◆ STATED GOAL 1 ◆
List every file name that appears in the PAUP* parsimony tutorial below.
◆ STATED GOAL 2 ◆
In the PAUP* parsimony tutorial below, rewrite the passage from "Introduction" up to and including "of the art.", swapping "gold standard" for "benchmark".
◆ STATED GOAL 3 ◆
Proceed with the PAUP* parsimony tutorial below, picking up after its final sentence.

# EXCERPT TO READ start

Parsimony (PAUP*)

InfoInfo
Search:    
Primary Contact(s) Created Required Software Example Datafile
Greg Pauly 8 March 2009 [WWW]PAUP (not free); Text editor: [WWW]TextWrangler (for Macs) or [WWW]TextPad (for PCs) primatespaup.nex
Presentation Slides
Powerpoint: PaupGarli.ppt
PDF: PaupGarlipowerpoint.pdf

Introduction


Parsimony is one of the most widely used optimization methods for phylogenetic tree reconstruction. For this tutorial, we will be reconstructing trees using parsimony with PAUP*. For decades, PAUP* was the gold standard for phylogenetic tree reconstruction software. In addition to parsimony, PAUP* is capable of reconstructing trees using distance-based and maximum likelihood methods. PAUP* also includes many useful tools for examining and visualizing trees. This said, PAUP* hasn't been updated for years and many of its applications are no longer state of the art.

In this exercise, we cover the basics of analyzing data using parsimony in PAUP*, as well as some simple commands for examining resulting tree files. For more information about PAUP*'s capabilities, see the PAUP* manual: [[File(Paupmanual.pdf). The manual includes descriptions of the available commands and the numerous options. It also explains the necessary syntax for operating the program and numerous examples that will help make it clear how to use PAUP.

# EXCERPT TO READ end
# RAW RECORDS start

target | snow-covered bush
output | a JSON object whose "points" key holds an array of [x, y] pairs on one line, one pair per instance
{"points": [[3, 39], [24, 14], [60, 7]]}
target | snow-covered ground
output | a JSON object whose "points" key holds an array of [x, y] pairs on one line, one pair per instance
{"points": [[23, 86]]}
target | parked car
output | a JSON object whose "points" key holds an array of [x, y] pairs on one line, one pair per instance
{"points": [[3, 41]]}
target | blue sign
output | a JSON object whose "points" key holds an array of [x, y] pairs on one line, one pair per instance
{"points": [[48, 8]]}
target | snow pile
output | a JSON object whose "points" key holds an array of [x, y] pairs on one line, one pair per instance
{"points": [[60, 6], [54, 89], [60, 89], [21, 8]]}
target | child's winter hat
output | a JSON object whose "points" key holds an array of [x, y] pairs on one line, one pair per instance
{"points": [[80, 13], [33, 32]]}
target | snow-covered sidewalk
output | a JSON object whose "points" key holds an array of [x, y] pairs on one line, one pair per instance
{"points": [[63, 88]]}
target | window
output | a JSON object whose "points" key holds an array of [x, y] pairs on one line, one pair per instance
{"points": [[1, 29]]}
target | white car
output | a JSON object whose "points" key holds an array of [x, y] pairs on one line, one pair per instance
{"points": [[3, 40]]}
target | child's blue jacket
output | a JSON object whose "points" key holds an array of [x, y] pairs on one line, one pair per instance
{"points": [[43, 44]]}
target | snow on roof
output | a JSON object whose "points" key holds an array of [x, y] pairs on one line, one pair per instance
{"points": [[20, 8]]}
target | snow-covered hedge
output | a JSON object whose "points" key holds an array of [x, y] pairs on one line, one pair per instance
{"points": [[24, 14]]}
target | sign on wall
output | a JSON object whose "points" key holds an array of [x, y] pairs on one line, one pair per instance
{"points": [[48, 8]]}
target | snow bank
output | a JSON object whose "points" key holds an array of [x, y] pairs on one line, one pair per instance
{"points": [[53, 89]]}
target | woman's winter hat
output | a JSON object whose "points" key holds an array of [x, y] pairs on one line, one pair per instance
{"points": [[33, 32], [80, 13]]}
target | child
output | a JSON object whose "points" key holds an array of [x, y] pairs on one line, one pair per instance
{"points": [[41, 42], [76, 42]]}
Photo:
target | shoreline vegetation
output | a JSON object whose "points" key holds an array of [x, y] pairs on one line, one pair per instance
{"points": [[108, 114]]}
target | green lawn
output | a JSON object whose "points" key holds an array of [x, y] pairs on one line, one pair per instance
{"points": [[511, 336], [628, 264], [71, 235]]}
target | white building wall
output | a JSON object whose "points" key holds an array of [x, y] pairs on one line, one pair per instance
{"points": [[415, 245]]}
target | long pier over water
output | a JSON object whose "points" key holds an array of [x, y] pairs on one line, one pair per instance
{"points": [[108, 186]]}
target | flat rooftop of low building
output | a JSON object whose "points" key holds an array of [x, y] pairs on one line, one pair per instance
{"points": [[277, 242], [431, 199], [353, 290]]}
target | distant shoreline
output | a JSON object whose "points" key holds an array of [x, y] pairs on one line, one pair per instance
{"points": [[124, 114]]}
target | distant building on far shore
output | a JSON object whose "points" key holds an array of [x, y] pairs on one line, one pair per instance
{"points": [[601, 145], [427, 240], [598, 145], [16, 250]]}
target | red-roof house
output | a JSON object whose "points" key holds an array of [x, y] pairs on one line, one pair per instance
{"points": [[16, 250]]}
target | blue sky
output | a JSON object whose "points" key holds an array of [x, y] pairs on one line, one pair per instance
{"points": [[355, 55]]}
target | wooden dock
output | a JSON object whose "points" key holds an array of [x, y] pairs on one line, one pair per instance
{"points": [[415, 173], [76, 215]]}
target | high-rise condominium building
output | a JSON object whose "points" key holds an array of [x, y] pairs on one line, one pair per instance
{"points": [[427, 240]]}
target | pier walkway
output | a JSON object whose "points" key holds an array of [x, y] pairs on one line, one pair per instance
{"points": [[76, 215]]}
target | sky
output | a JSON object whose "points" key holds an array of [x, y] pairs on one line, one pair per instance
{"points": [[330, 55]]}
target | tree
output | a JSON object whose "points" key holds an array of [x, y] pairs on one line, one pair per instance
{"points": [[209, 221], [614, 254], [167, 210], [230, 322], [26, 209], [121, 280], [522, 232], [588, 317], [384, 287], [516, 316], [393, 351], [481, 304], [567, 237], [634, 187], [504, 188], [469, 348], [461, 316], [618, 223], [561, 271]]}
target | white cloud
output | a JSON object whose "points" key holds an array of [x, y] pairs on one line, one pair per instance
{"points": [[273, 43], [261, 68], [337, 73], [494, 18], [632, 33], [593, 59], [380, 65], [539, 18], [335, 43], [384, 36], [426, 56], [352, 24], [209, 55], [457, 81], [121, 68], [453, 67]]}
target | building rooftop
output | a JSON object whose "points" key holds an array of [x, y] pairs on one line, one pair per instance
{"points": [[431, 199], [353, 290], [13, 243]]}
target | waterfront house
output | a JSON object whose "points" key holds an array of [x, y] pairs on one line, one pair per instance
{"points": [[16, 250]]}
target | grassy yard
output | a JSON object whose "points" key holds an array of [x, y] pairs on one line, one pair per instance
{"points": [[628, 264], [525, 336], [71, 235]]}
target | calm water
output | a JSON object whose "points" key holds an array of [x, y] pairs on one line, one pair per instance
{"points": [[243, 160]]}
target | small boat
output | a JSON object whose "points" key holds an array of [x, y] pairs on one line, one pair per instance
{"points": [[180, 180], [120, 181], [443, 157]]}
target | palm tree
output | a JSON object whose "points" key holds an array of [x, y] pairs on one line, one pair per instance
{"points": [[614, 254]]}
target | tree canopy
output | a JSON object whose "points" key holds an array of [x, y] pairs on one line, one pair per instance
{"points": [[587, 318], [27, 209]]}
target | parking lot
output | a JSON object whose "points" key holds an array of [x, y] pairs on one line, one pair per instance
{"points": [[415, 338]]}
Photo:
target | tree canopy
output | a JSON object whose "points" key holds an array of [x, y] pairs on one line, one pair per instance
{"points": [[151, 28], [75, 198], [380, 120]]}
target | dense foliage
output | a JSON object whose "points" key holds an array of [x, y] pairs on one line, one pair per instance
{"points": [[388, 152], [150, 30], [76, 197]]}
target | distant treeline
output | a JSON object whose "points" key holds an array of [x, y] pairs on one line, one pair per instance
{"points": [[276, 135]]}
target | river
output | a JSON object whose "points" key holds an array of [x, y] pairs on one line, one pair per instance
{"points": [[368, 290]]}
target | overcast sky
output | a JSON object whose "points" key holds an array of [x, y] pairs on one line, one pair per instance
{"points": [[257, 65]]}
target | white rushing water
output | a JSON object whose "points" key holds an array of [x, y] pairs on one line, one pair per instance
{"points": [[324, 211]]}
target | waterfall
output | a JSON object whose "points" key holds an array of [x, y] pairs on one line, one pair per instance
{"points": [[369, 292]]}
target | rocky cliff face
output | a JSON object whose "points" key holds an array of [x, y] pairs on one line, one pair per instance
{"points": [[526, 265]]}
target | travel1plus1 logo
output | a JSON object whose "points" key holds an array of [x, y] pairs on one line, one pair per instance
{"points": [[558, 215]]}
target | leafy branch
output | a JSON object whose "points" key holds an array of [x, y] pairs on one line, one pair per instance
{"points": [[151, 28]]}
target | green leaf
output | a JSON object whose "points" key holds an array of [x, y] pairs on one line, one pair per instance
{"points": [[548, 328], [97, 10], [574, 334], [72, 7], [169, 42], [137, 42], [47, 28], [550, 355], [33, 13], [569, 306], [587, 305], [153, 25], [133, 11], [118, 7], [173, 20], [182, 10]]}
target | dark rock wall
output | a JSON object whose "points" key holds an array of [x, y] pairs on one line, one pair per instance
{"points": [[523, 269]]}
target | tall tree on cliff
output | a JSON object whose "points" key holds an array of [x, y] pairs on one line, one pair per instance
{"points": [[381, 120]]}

# RAW RECORDS end

◆ WRITTEN ANSWER 1 ◆
primatespaup.nex
PaupGarli.ppt
PaupGarlipowerpoint.pdf
Paupmanual.pdf

◆ WRITTEN ANSWER 2 ◆
Introduction


Parsimony is one of the most widely used optimization methods for phylogenetic tree reconstruction. For this tutorial, we will be reconstructing trees using parsimony with PAUP*. For decades, PAUP* was the benchmark for phylogenetic tree reconstruction software. In addition to parsimony, PAUP* is capable of reconstructing trees using distance-based and maximum likelihood methods. PAUP* also includes many useful tools for examining and visualizing trees. This said, PAUP* hasn't been updated for years and many of its applications are no longer state of the art.

◆ WRITTEN ANSWER 3 ◆
Tutorial


Installation

1. Place PAUP and the example nexus file in a folder named "paup" on your desktop...

2. To run the the program you must first open the terminal window and navigate to paup folder on your desktop. If you're on a Mac running OSX, this can generally be done by typing:

>cd Desktop/paup

Check to make sure the software runs properly by typing ./paup. If you see a few lines of text introducing PAUP the program is running OK and you are ready to proceed.

Parsimony Heurisitic Search

1. If you haven't already done so, start PAUP* by typing:

./paup

This command should result in the PAUP prompt - paup> from which you can enter subsequent commands.

2. Execute the sample data file called primatespaup.nex by typing:

> exec primatespaup.nex;

If all goes well, PAUP* should print details about the data matrix to the screen:

Data matrix has 12 taxa, 898 characters.

3. Now is a good time to start a log file. This log file will be used to store all of the output that PAUP* presents in your Terminal window. This is a very helpful option to keep track of your analysis, especially when referencing the analysis much later.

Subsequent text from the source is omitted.